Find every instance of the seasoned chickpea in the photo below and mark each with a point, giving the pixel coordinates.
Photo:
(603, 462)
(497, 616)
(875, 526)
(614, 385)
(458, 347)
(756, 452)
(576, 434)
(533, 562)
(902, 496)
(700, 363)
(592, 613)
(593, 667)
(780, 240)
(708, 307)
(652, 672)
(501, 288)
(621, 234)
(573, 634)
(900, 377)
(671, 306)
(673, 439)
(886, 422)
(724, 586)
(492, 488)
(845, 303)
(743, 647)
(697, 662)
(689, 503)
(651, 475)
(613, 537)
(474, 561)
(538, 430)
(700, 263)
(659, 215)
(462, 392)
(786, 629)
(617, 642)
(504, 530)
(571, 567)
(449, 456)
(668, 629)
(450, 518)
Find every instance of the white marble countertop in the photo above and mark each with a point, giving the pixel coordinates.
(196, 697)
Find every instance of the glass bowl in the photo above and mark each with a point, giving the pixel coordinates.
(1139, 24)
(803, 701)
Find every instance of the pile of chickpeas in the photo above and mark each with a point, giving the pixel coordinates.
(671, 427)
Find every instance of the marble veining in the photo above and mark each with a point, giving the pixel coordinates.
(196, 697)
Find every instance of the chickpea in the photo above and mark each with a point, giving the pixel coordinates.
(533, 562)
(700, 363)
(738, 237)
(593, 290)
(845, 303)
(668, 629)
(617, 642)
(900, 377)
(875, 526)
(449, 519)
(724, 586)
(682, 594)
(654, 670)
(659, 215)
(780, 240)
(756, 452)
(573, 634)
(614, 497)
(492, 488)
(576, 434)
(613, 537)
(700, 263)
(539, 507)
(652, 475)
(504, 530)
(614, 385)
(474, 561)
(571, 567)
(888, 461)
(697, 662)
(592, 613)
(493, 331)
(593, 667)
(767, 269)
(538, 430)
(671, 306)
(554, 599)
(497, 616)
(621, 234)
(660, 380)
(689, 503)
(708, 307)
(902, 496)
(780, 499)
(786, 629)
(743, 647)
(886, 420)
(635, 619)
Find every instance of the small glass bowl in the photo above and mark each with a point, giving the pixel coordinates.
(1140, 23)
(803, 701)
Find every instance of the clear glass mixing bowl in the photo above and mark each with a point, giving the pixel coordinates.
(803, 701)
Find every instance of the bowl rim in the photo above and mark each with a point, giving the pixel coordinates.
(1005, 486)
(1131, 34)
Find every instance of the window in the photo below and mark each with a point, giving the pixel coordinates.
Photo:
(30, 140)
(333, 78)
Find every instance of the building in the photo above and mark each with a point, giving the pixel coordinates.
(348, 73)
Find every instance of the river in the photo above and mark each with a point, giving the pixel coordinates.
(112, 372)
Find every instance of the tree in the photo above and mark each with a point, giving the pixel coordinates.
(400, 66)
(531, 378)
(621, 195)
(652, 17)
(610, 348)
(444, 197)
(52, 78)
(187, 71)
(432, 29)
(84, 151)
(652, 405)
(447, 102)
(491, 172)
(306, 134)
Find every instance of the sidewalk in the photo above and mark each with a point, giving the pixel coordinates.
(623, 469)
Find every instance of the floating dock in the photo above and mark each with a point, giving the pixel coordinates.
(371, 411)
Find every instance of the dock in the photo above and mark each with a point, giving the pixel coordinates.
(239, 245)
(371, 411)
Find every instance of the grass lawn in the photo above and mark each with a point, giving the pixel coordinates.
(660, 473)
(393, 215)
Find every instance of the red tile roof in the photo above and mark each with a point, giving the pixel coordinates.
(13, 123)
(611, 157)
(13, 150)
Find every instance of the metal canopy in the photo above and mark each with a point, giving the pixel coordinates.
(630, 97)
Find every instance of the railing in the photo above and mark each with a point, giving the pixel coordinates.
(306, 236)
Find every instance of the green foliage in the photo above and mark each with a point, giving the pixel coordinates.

### Written task
Can you lay out the entries above as a JSON list of strings, one string per line, from the line that contains "Find every instance of the railing" through the end of the entries? Leave out any blank lines.

### Written reply
[
  "Find every instance of the railing in the photo above and mark each with a point, giving the pixel coordinates.",
  "(306, 236)",
  "Find every instance of the green foliage in the photo above and mark each with a point, giving the pixel coordinates."
]